Rewrite the lines from the line with "Give the outline of every instance of the arched window on" up to and including the line with "M676 553L676 533L671", substituting "tower drum" for "dome drum" and leaving everything else unchanged.

* start Records to use *

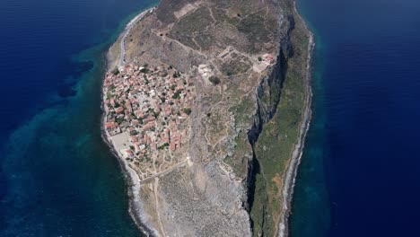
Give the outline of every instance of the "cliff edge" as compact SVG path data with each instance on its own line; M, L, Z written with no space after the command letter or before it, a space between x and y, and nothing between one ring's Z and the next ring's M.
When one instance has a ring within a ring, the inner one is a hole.
M292 0L162 0L132 22L109 54L104 130L144 230L286 234L311 37Z

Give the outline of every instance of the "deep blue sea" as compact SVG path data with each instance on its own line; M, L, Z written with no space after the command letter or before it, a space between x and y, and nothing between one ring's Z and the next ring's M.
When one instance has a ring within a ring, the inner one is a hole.
M317 46L292 236L420 236L420 1L298 5Z
M103 52L154 0L0 1L0 236L138 236L101 137Z
M0 1L0 236L139 235L100 92L103 52L155 3ZM298 4L317 46L292 236L418 236L420 2Z

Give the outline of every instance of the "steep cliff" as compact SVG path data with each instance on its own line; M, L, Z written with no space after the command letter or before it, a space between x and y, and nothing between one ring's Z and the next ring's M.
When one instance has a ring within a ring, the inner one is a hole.
M161 236L278 233L308 96L292 1L162 0L126 40L127 62L174 67L197 92L191 162L142 184L135 215Z

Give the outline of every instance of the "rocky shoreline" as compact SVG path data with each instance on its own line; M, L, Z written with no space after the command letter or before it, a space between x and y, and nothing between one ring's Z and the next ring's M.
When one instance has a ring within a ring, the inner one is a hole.
M153 8L151 8L153 9ZM124 35L127 34L127 31L129 31L129 25L134 23L134 21L137 21L141 19L139 16L144 16L146 14L147 12L151 11L151 9L147 9L144 11L143 13L139 13L136 15L132 21L129 22L129 23L125 27L125 30L120 33L118 36L118 40L124 40ZM297 8L296 8L296 4L294 3L294 9L296 16L300 18L302 22L303 23L305 29L308 31L308 34L310 35L310 43L308 46L308 58L307 58L307 68L306 68L306 90L307 90L307 97L306 97L306 106L305 110L303 112L303 118L300 127L300 134L299 134L299 141L295 145L295 148L293 152L293 156L291 158L290 164L287 168L287 172L286 172L286 177L284 180L284 189L282 190L283 192L283 203L284 203L284 208L283 212L281 215L281 221L279 224L279 236L288 236L288 221L289 221L289 216L290 216L290 209L291 209L291 205L292 205L292 199L293 199L293 187L294 187L294 182L295 182L295 177L296 177L296 172L297 169L299 166L299 163L301 162L302 154L302 150L304 147L304 140L306 136L306 133L309 129L310 127L310 121L311 121L311 54L313 51L314 48L314 41L313 41L313 35L312 33L309 31L308 27L306 26L303 19L302 16L299 14ZM121 45L124 43L122 42ZM113 66L116 65L116 58L112 58L110 50L107 53L106 55L106 70L109 71L113 69ZM118 61L121 61L121 53L119 53L119 57L117 57ZM101 98L103 98L103 92L101 94ZM147 216L144 215L143 206L142 206L142 202L140 201L139 198L139 191L140 191L140 180L138 175L136 173L136 171L131 169L128 166L127 162L118 155L118 151L116 151L114 145L112 145L112 142L109 140L109 135L108 134L107 130L104 127L105 124L105 118L108 114L108 111L105 110L104 106L104 100L101 101L101 108L102 108L102 118L101 118L101 134L102 134L102 138L105 141L105 143L109 146L111 149L113 154L118 158L118 162L121 166L121 169L124 172L124 176L126 178L126 181L127 184L127 194L128 194L128 198L129 198L129 213L130 215L132 216L133 220L135 221L136 226L138 229L146 236L154 236L158 235L153 228L149 228L147 226ZM137 195L136 195L137 194Z
M280 219L280 226L279 226L279 237L286 237L289 236L289 217L292 209L292 201L293 201L293 195L294 185L296 181L296 175L297 171L299 168L299 164L301 162L302 156L303 154L303 148L305 145L306 134L308 133L310 125L311 125L311 101L312 101L312 89L311 86L311 70L312 70L312 54L313 49L315 48L315 41L313 39L313 33L309 30L308 25L306 24L305 21L299 13L299 11L296 6L296 1L293 2L293 11L296 15L299 17L300 21L303 24L305 31L309 34L309 44L308 44L308 57L306 62L306 101L305 101L305 109L303 111L303 118L300 127L300 134L299 134L299 140L295 145L295 148L292 154L292 158L290 164L287 168L286 177L284 180L284 187L282 190L282 197L283 197L283 211L282 216Z
M133 25L135 22L141 20L142 17L144 17L147 13L154 9L154 7L146 9L135 16L128 23L127 25L124 28L124 31L119 34L119 36L117 38L117 40L123 40L125 34L129 31L128 27L129 25ZM104 71L105 73L110 71L113 69L113 65L115 65L116 62L113 62L111 58L111 52L108 51L105 55L105 67ZM119 54L119 57L118 57L118 61L120 61L121 59L121 54ZM102 80L102 91L101 94L101 98L104 97L103 94L103 80ZM140 232L144 234L145 236L158 236L152 228L149 228L146 223L146 216L144 215L142 212L142 203L139 200L139 196L136 195L136 193L138 193L140 191L140 180L136 173L136 171L131 169L128 166L127 162L121 157L118 152L116 151L114 145L112 145L112 142L109 140L109 134L107 132L105 129L105 122L106 122L106 117L108 115L108 111L105 110L105 105L104 105L104 100L101 100L101 108L102 110L102 116L101 119L101 136L103 141L108 145L109 147L111 153L115 155L117 160L118 161L118 163L121 167L121 170L124 173L124 178L127 183L127 192L128 196L128 213L130 214L132 219L134 220L136 225L137 228L140 230Z

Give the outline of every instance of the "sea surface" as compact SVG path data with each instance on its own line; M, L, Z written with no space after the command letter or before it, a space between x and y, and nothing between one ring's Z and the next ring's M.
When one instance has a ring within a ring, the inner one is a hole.
M103 53L154 4L0 1L0 236L139 236L101 85Z
M298 5L317 45L291 236L419 236L420 1Z

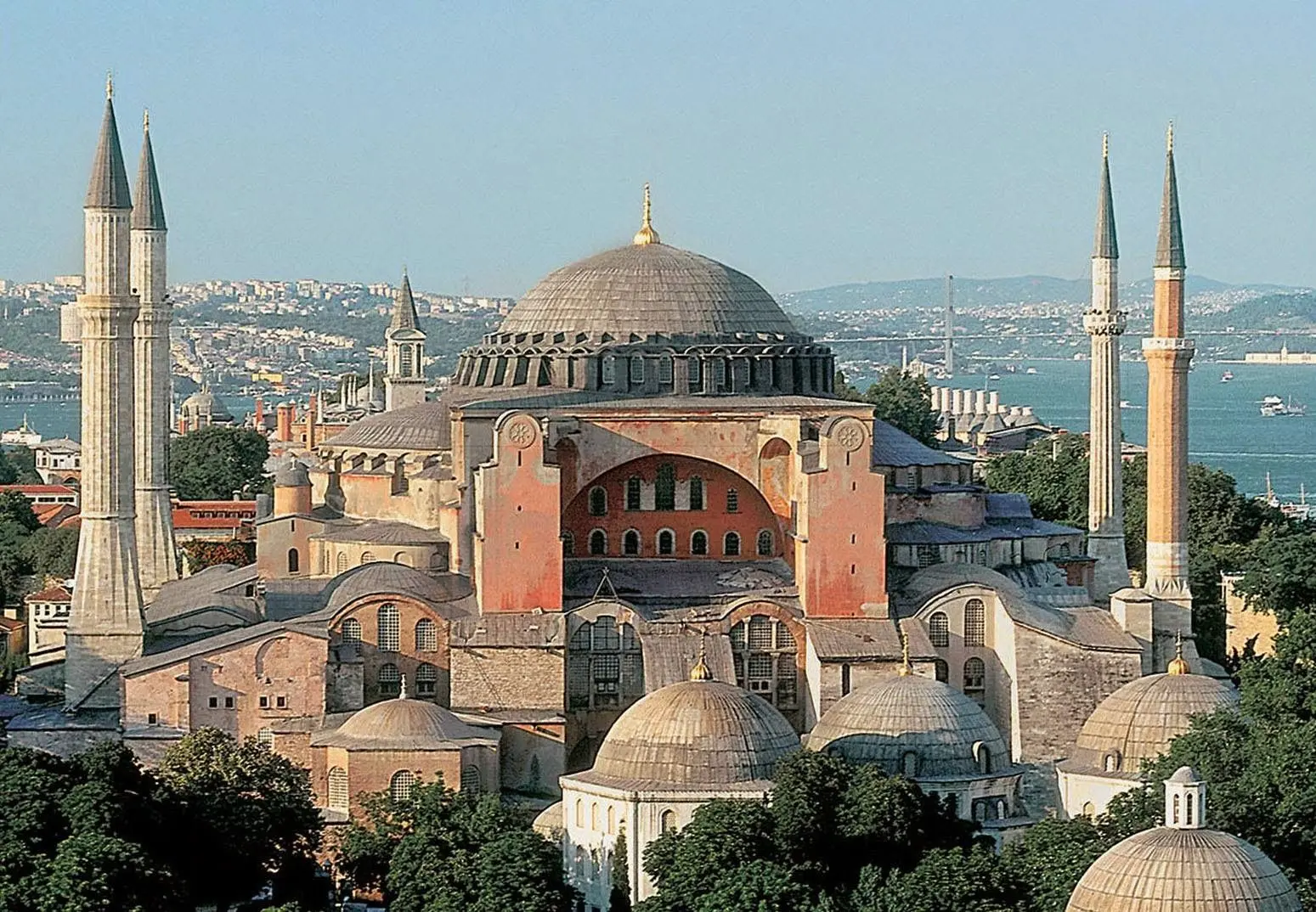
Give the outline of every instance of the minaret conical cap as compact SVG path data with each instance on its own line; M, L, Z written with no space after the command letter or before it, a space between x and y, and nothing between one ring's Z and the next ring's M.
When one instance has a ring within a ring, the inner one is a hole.
M137 205L133 207L133 228L166 230L164 200L161 182L155 176L155 153L151 150L150 114L142 114L142 159L137 167Z
M1092 257L1119 259L1120 243L1115 238L1115 197L1111 195L1111 146L1101 137L1101 190L1096 199L1096 242Z
M100 142L96 143L96 158L91 163L91 184L87 187L83 208L133 208L124 150L118 145L118 124L114 121L113 88L109 83L105 86L105 116L100 122Z
M417 322L420 318L416 315L416 299L411 293L411 278L408 278L407 270L403 270L403 287L397 290L397 297L393 299L393 318L388 324L388 329L416 329Z
M1174 174L1174 124L1165 137L1165 191L1161 195L1161 229L1155 238L1155 263L1183 268L1183 225L1179 224L1179 182Z

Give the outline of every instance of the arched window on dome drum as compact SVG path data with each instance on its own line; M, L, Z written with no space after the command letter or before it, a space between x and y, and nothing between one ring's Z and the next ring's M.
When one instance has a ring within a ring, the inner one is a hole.
M676 553L676 533L671 529L658 532L658 554L667 557Z
M401 694L403 675L392 662L379 666L375 680L379 683L379 696L397 696Z
M416 651L438 651L438 625L429 617L416 621Z
M438 692L438 669L429 662L416 666L416 696L434 696Z
M965 662L965 695L978 703L987 696L987 666L976 655Z
M336 766L329 770L329 809L347 812L347 770Z
M986 637L987 609L982 599L965 603L965 645L982 646Z
M799 670L790 628L767 615L751 615L732 626L730 642L736 683L778 709L794 709Z
M946 612L937 611L928 617L928 640L933 646L946 647L950 645L950 619Z
M645 662L632 624L609 615L586 621L567 645L571 709L609 709L645 695Z
M386 601L379 605L379 611L375 617L379 624L379 650L383 653L396 653L401 647L397 605L392 601Z
M690 553L691 554L708 554L708 533L703 529L696 529L690 536Z
M676 509L676 467L670 462L658 466L654 479L654 509Z
M397 770L388 782L388 796L395 801L409 801L416 775L411 770Z
M342 622L342 641L353 645L361 642L361 621L355 617L349 617Z
M690 476L690 508L703 509L704 508L704 479L699 475Z

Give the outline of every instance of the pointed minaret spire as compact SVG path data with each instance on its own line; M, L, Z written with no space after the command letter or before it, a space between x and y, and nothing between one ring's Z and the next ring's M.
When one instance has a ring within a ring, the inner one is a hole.
M1153 266L1183 268L1183 225L1179 222L1179 182L1174 174L1174 121L1165 133L1165 190L1161 193L1161 229Z
M1111 138L1101 134L1101 190L1096 197L1096 242L1092 255L1119 259L1120 245L1115 238L1115 197L1111 195Z
M168 126L166 124L166 126ZM151 149L151 113L142 112L142 161L137 168L137 205L133 207L134 229L164 230L164 200L155 176L155 151Z

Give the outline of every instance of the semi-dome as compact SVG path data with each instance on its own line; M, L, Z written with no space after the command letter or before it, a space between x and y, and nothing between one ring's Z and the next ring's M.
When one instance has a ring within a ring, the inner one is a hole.
M1236 707L1234 688L1205 675L1166 674L1130 680L1092 711L1062 770L1136 778L1188 730L1194 716Z
M337 730L317 734L312 744L349 750L437 750L496 745L497 738L434 703L404 695L372 703L353 713Z
M763 697L716 680L662 687L621 713L591 780L704 787L765 782L800 737Z
M919 779L973 778L1009 765L1005 741L982 707L915 674L888 675L842 696L809 732L808 746Z

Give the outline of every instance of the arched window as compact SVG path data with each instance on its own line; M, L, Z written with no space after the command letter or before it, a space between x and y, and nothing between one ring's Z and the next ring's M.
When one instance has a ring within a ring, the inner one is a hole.
M429 617L422 617L418 621L416 621L416 651L417 653L438 651L438 624L436 624Z
M567 704L571 709L607 709L645 694L645 662L630 624L611 615L586 621L567 644Z
M379 650L396 653L401 647L399 642L401 640L401 630L399 629L397 605L392 601L379 605L376 620L379 622Z
M736 683L779 709L794 709L799 670L790 628L767 615L751 615L732 626L730 641Z
M703 509L704 508L704 479L699 475L690 476L690 508Z
M982 646L986 636L986 607L982 599L965 603L965 645Z
M416 696L434 696L438 692L438 669L429 662L416 666Z
M965 695L979 703L987 696L987 666L976 655L965 662Z
M397 696L401 694L403 675L397 671L397 666L392 662L384 662L379 666L379 674L375 678L379 683L380 696Z
M388 796L395 801L409 801L416 776L411 770L397 770L388 782Z
M341 766L329 770L329 809L347 811L347 770Z
M658 532L658 553L659 554L675 554L676 553L676 533L671 529L662 529Z
M708 554L708 533L703 529L696 529L690 536L690 553L691 554Z
M349 617L342 622L342 641L343 642L361 642L361 621L355 617Z
M933 646L950 645L950 619L946 617L946 612L933 612L928 617L928 640L932 641Z

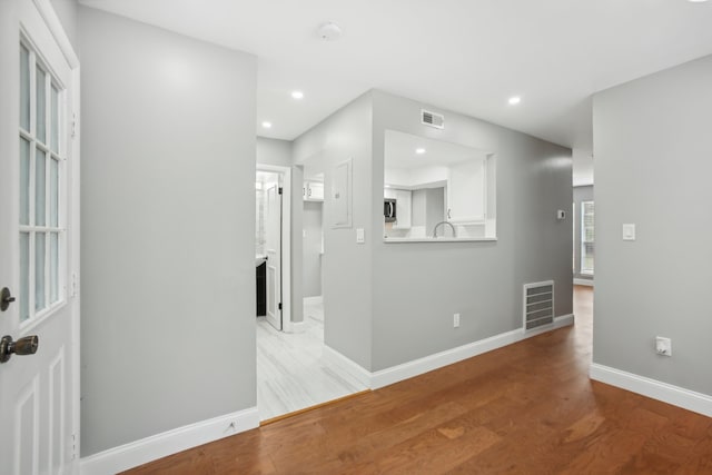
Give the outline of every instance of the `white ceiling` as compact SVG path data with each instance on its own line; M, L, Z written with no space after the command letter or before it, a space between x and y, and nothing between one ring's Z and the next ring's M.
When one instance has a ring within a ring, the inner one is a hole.
M80 2L256 55L257 133L287 140L378 88L591 150L592 93L712 53L712 1Z
M425 152L416 154L423 148ZM484 150L465 147L457 144L428 139L412 133L386 130L385 164L386 168L414 169L432 166L457 165L469 161L474 157L485 158Z

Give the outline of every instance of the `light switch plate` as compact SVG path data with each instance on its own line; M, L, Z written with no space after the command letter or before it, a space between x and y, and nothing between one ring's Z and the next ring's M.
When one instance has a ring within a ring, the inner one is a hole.
M623 240L635 240L635 225L623 225Z
M356 244L364 244L364 243L366 243L364 228L356 228Z

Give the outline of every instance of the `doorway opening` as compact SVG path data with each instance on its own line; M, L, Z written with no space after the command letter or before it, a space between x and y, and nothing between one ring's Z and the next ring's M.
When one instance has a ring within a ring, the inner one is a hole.
M323 358L324 181L323 175L301 171L257 165L257 407L263 424L367 389ZM290 275L293 270L298 275Z

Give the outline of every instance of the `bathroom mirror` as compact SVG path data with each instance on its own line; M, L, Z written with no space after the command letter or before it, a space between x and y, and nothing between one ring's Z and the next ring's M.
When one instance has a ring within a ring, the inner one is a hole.
M384 241L496 239L496 155L386 130Z

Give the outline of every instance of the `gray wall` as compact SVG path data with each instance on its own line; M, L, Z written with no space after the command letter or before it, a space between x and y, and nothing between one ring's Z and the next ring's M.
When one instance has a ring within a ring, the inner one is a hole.
M497 154L496 243L373 240L373 364L384 369L522 326L522 286L554 279L572 313L571 150L503 127L374 91L370 229L382 228L384 132L396 129ZM421 108L445 129L419 123ZM461 327L453 328L453 314Z
M305 297L322 295L322 208L323 202L304 201L303 290Z
M593 185L574 187L574 277L593 280L593 276L581 274L581 204L583 201L593 201Z
M367 92L298 137L293 145L295 164L318 155L324 164L324 339L364 368L370 368L372 248L380 228L373 228L372 101ZM333 169L353 160L353 226L334 229L329 221ZM383 201L383 181L380 187ZM383 211L380 211L383 212ZM356 228L366 243L356 244Z
M594 363L712 395L712 56L594 97ZM636 225L623 241L621 225ZM655 354L672 338L672 357Z
M256 405L256 60L79 20L87 456Z

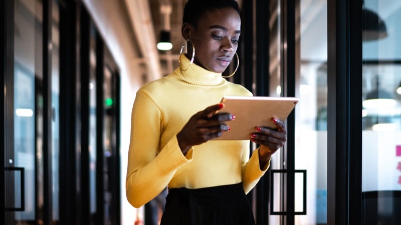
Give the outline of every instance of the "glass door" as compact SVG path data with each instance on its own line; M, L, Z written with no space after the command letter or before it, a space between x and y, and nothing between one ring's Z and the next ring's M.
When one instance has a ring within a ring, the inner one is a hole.
M269 95L300 99L288 146L271 162L269 224L326 224L327 2L270 1L269 8Z
M34 224L43 218L43 6L39 0L14 4L14 118L9 124L14 127L14 148L8 149L13 152L7 168L15 176L7 182L15 190L7 204L15 210L8 212L14 214L13 224Z
M50 2L6 4L14 31L6 57L13 68L5 75L8 224L58 221L59 14L58 1Z
M363 223L401 224L401 2L362 12Z

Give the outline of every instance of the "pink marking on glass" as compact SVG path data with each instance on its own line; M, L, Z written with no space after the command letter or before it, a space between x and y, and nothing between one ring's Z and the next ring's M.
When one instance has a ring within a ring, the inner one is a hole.
M395 156L401 156L401 146L395 146Z

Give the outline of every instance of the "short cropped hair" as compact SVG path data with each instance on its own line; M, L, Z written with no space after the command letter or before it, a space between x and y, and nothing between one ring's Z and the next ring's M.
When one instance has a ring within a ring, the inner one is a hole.
M182 23L197 26L197 22L206 12L215 10L230 8L234 9L241 14L240 6L235 0L188 0L184 8Z

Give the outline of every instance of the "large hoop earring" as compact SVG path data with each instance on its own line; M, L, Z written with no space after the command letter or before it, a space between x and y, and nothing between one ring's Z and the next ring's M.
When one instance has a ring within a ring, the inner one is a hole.
M178 66L179 66L179 69L181 71L185 71L188 70L188 68L189 68L192 64L193 63L193 60L195 58L195 46L193 45L193 43L192 42L191 40L188 39L188 40L187 40L187 41L190 42L191 44L192 45L192 58L191 58L191 62L189 63L189 66L185 68L185 70L182 70L182 68L181 68L181 60L180 60L181 59L181 55L182 54L182 50L184 50L184 47L185 47L185 46L182 46L181 47L181 50L179 51L179 56L178 56Z
M238 57L238 54L237 54L236 52L235 52L235 55L237 56L237 68L235 68L235 70L234 70L234 72L233 73L231 74L231 75L230 75L230 76L223 76L223 78L230 78L230 76L234 76L234 74L235 74L235 72L237 72L237 70L238 70L238 66L240 66L240 58Z

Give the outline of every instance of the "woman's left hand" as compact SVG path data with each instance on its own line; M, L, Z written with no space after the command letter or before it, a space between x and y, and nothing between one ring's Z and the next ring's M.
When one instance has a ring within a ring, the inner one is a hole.
M256 132L251 134L251 140L261 146L259 148L261 168L287 140L287 128L284 123L276 118L272 118L272 121L277 126L276 128L257 126Z

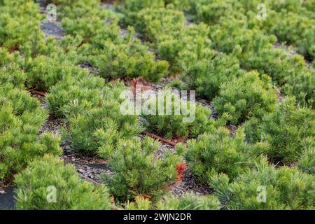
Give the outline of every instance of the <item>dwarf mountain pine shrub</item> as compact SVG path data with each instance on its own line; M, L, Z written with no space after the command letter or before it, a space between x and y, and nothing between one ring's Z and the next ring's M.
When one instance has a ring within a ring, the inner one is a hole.
M148 131L168 139L195 137L224 125L227 119L223 116L215 121L210 118L209 108L181 99L168 89L160 96L148 99L144 108L148 109L141 116L144 126Z
M242 122L251 117L261 118L274 110L276 91L270 86L270 78L252 71L232 79L220 86L218 96L213 100L219 114L227 113L231 123Z
M248 144L244 139L243 129L239 128L233 138L227 129L220 127L189 140L187 146L178 145L177 148L187 148L189 169L201 182L206 183L220 173L233 179L248 169L257 155L267 149L265 144Z
M315 175L314 138L306 139L302 143L303 150L299 156L297 167L302 172Z
M57 58L44 55L31 59L25 66L27 86L43 91L69 76L79 76L78 73L83 70L66 61L62 62Z
M155 62L155 55L139 39L120 44L106 39L99 42L99 48L90 46L87 59L100 69L100 75L104 78L131 79L141 76L150 81L158 81L167 74L167 62Z
M64 77L52 86L46 96L50 113L57 118L76 115L85 108L99 106L102 102L104 79L91 76L88 70L75 70L75 74Z
M14 51L35 36L38 41L43 40L39 30L43 15L38 13L38 8L30 0L4 1L0 8L0 46Z
M24 89L26 76L18 65L18 54L9 54L0 48L0 84L11 83L17 88Z
M211 59L206 57L195 61L188 58L186 64L182 79L190 89L196 90L197 94L209 99L218 94L223 83L245 73L234 55L217 54Z
M99 93L101 99L98 103L95 99L82 99L65 107L69 115L69 128L64 130L63 134L73 150L106 158L114 150L118 139L136 136L141 132L137 115L123 115L120 112L122 100L119 97L124 90L122 83L108 84ZM92 92L91 96L99 97L97 92ZM93 101L97 104L94 104Z
M127 25L134 24L137 20L138 13L141 10L147 8L160 8L164 6L163 0L127 0L117 8L125 15L122 18L122 24Z
M77 4L71 6L76 11L76 17L71 18L71 12L69 18L64 18L63 26L68 34L83 38L83 45L79 49L82 59L99 69L103 78L130 79L142 76L158 81L167 74L168 63L155 60L153 52L134 37L132 28L128 29L129 34L124 36L115 16L106 10L96 9L91 10L92 14L87 14L76 7ZM90 8L88 3L81 4L83 8ZM76 21L78 16L80 22Z
M47 116L28 92L9 84L0 89L0 180L10 178L45 153L61 153L58 136L38 136Z
M297 168L276 169L262 157L234 182L222 174L210 186L228 209L314 209L314 181Z
M160 146L159 142L147 136L119 141L108 158L113 175L104 176L116 200L132 200L139 195L154 199L175 181L182 152L164 151L162 158L158 158L155 153Z
M127 201L124 204L125 210L151 210L151 202L141 196L137 196L134 198L134 202Z
M45 155L17 175L17 209L111 209L107 188L80 180L73 165ZM55 194L55 195L54 195Z
M272 160L291 162L297 161L304 141L315 136L315 113L298 106L294 98L286 98L274 112L265 114L261 120L251 119L244 126L249 142L270 145L266 153Z

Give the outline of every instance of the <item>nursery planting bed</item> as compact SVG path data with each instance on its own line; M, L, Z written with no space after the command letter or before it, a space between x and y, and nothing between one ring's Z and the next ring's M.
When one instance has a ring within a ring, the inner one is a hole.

* end Records to use *

## Response below
Give the outline of every instance of the arched window on tower drum as compact SVG path data with each instance on its own line; M, L, Z written with no space after the command letter or before it, a space between x and y, and nothing between one ring's Z and the next ring's M.
When one instance has a ring within a ring, the inner one is a hole.
M676 553L676 533L671 529L658 532L658 554L667 557Z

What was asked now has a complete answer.